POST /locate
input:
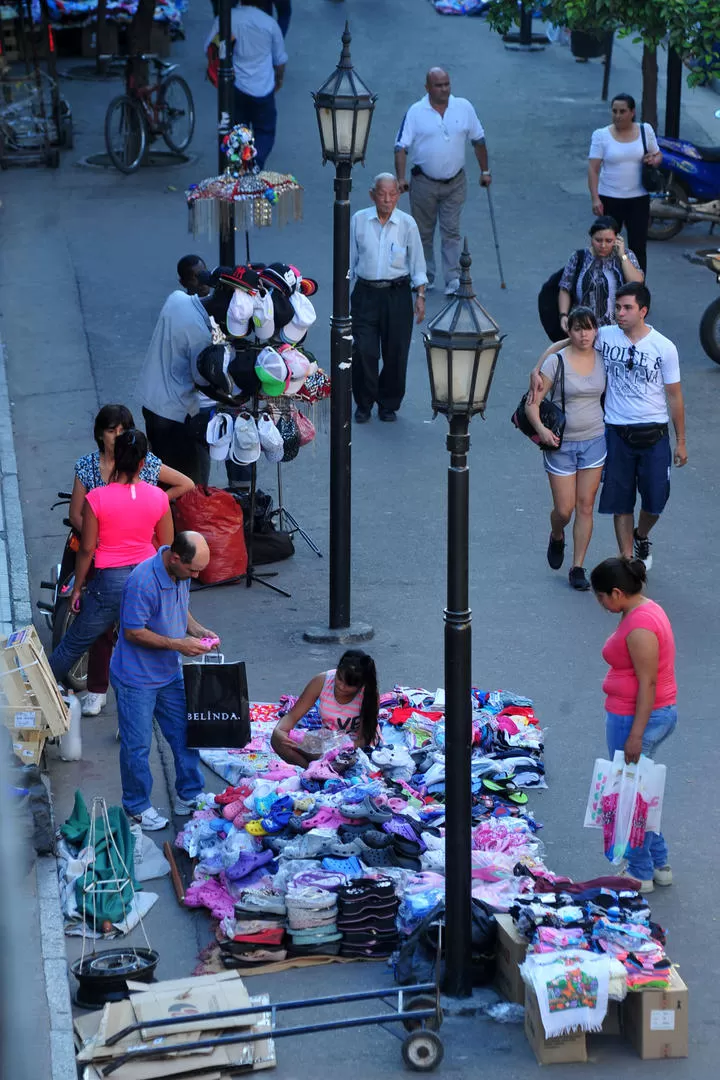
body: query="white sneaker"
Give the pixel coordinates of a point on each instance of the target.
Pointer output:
(92, 703)
(150, 820)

# # # # #

- **Instructions for the task**
Exact copies of the lines from the one with "Give the pixel" through the final line of the listing should be returned, and no other lines.

- **Reply to the task**
Give the pixel coordinates of a point on each instance of the target.
Pointer output:
(92, 703)
(150, 820)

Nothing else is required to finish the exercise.